Text segment:
--

Objectives. This paper reports on a subset of findings from a wider ranging grounded theory analysis of therapy and recovery processes in psychosis. It describes therapist activities involved in maintaining an observational perspective during therapy and the links between these and other therapist activities.

Design. Grounded theory was used to examine the qualitative data collected.

Methods. An initial sample of 19 taped therapy sessions and 23 interviews with psychologists and their clients was collected. This sample was extended through the collection of three further interviews with psychoanalytically aware psychologists. The data were analysed using grounded theory.

Results. A grounded theory model of therapy processes in psychosis was developed that conceptualized therapist actions as providing an observational scaffold to support the client's efforts in moving to new perspectives on their situation. Consistent with the understanding of the core therapy activity as a dialogical process, this set of therapist actions was understood as occurring alongside other therapist activities involved in managing emotion and building a relationship in therapy.

Conclusions. The central activity of therapy in psychosis was understood as a dialogical process continuously negotiated between therapist and client in conversation and was conceptually summarized in the grounded theory as ‘building bridges to observational perspectives’. However, the active and strategic efforts of psychologists to sustain the dialogue implied a particular assumption of responsibility for maintaining this process. In particular, therapists appeared to be ‘working to maintain observational perspectives’, ‘managing emotion’, and ‘doing relationship’ during the therapy conversation as part of the joint effort with clients to build bridges to new observational perspectives on distress and psychosis.

Practitioner Points

  • • There is conceptual convergence in the field regarding the importance in psychological therapy in psychosis of the therapist both assisting the person experiencing psychosis to keep emotional intensity to a manageable level and assisting them in opening up new ways of thinking about their experiences.
  • • The therapist's strategic activities in working to maintain an observational perspective on both the process and content of therapy appears to support a collaborative endeavour with the client of building bridges to new perspectives on distress and psychosis. However, the apparent assumption of responsibility by the therapist for maintaining what appears to be a dialogical (i.e., joint) process underlines the importance of the therapist's efforts to maintain an observational standpoint relative to their own activities and views.
  • • The study emphasizes the therapist's use of theoretical/therapeutic models as observational tools supporting their active and strategic efforts to maintain an observational perspective during therapy in psychosis, rather than regarding those theories as representing fixed or final views of the client's situation.

--

Given entries:
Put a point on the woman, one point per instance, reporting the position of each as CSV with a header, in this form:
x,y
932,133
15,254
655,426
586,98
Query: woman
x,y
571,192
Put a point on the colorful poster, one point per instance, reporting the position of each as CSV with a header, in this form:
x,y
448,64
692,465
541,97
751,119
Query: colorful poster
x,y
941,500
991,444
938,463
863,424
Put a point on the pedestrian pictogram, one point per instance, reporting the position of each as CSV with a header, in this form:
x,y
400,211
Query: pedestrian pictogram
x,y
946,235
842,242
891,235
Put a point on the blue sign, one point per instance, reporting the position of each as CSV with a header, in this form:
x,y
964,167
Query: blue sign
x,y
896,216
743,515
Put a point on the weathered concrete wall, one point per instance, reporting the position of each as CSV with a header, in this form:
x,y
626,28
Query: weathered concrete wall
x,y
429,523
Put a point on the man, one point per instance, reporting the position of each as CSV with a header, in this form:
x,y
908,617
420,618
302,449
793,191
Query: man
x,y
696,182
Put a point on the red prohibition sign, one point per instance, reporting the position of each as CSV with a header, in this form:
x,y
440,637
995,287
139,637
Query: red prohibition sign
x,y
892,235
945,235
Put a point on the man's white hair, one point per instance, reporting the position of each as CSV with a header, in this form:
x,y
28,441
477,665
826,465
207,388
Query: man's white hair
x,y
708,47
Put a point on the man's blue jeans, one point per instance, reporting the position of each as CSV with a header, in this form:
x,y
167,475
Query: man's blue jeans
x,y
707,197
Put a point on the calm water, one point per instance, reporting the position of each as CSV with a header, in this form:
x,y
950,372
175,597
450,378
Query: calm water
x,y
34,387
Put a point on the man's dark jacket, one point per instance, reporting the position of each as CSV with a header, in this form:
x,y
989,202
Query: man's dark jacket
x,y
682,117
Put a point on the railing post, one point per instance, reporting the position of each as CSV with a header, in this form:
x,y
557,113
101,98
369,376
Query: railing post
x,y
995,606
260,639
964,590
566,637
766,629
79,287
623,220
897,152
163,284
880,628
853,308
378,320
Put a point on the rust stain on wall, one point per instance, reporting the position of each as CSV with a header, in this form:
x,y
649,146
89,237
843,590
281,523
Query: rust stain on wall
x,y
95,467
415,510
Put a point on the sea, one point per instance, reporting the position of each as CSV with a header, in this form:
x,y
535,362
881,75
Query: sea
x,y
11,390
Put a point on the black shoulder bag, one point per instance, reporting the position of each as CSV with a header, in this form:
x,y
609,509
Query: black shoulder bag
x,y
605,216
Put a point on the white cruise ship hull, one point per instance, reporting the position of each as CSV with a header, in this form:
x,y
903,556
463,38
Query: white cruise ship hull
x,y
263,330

--

Work to complete:
1. State whether each statement agrees with the abstract on therapy in psychosis, answering yes or no and quoting the deciding words: (a) the initial sample included 19 taped therapy sessions; (b) the study treats theoretical models as fixed or final views of the client's situation; (c) the sample was extended with three further interviews with psychoanalytically aware psychologists.
2. According to the abstract on therapy in psychosis, what phrase conceptually summarizes the central activity of therapy in psychosis in the grounded theory?
Rely solely on the abstract on therapy in psychosis.

Expected responses:
1.
(a) Yes: "An initial sample of 19 taped therapy sessions and 23 interviews with psychologists and their clients was collected."
(b) No: "rather than regarding those theories as representing fixed or final views of the client's situation."
(c) Yes: "This sample was extended through the collection of three further interviews with psychoanalytically aware psychologists."

2. 'building bridges to observational perspectives'